EXTRACTED TEXT Block Start

In contrast, in New York City, the growth rate was well above the median. But in both New York and in Eagle, the growth rate steadily declined.
Two factors accounted for most of the difference between those counties whose growth rates were above the median and those whose were below it: population size/density and weather. Because populous, highly dense areas offered more opportunity for transmission, it was natural that cities like New York and Chicago would see more rapid growth than smaller cities like Milwaukee or St. Louis.
We didn’t know at the time, but it’s clear now, that weather also plays a major role. Because most transmission occurs indoors, southern cities, where in March and April the weather is conducive to outdoor activity, saw slower growth. The hidden impact of weather made a number of southern governors overly self-congratulatory about their states success in mitigating transmission. Their overconfidence came back to bite them, as they misjudged the risks of reopening their economies too soon.
Back in March and April, there was considerable speculation about whether COVID-19 would recede over the summer as typically happens with the flu. The focus then was on the virus’ ability to survive in hot, humid climates. As it turns out, it’s not the virus’ behavior that matters — it’s people’s. When people spend more time indoors, they spread the virus more. As we’ve moved into June, the weather factor has reversed itself: people in the north are spending more time outdoors, while people in the south retreat into the air conditioning.

EXTRACTED TEXT Block End
RECORD EXCERPTS Block Start

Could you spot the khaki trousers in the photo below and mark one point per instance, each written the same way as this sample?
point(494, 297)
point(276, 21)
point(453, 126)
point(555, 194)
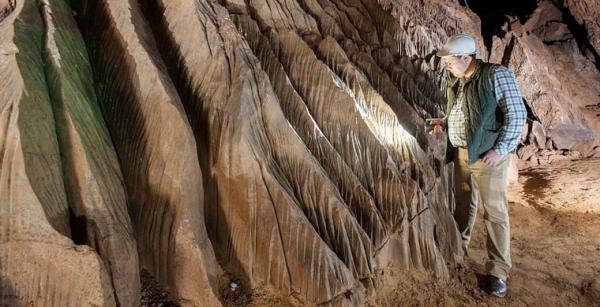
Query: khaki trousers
point(479, 183)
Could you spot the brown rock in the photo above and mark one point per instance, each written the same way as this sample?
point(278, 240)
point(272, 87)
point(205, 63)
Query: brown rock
point(537, 135)
point(93, 176)
point(156, 148)
point(526, 152)
point(587, 14)
point(39, 264)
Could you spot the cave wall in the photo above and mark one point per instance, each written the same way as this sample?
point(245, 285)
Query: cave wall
point(275, 143)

RECORD EXCERPTS Block End

[SET OF TASKS]:
a - Answer these questions using the COVID-19 growth text:
(i) What two factors accounted for most of the difference between counties with growth rates above the median and those below it?
(ii) Where does most transmission occur?
(iii) In June, what are people in the south doing?
b - Retype the stretch of the COVID-19 growth text from "Two factors accounted" through "economies too soon.".
The items come from a different source than the text.

[RESPONSES PER TASK]:
a -
(i) Population size/density and weather.
(ii) Indoors.
(iii) Retreating into the air conditioning.

b -
Two factors accounted for most of the difference between those counties whose growth rates were above the median and those whose were below it: population size/density and weather. Because populous, highly dense areas offered more opportunity for transmission, it was natural that cities like New York and Chicago would see more rapid growth than smaller cities like Milwaukee or St. Louis.
We didn’t know at the time, but it’s clear now, that weather also plays a major role. Because most transmission occurs indoors, southern cities, where in March and April the weather is conducive to outdoor activity, saw slower growth. The hidden impact of weather made a number of southern governors overly self-congratulatory about their states success in mitigating transmission. Their overconfidence came back to bite them, as they misjudged the risks of reopening their economies too soon.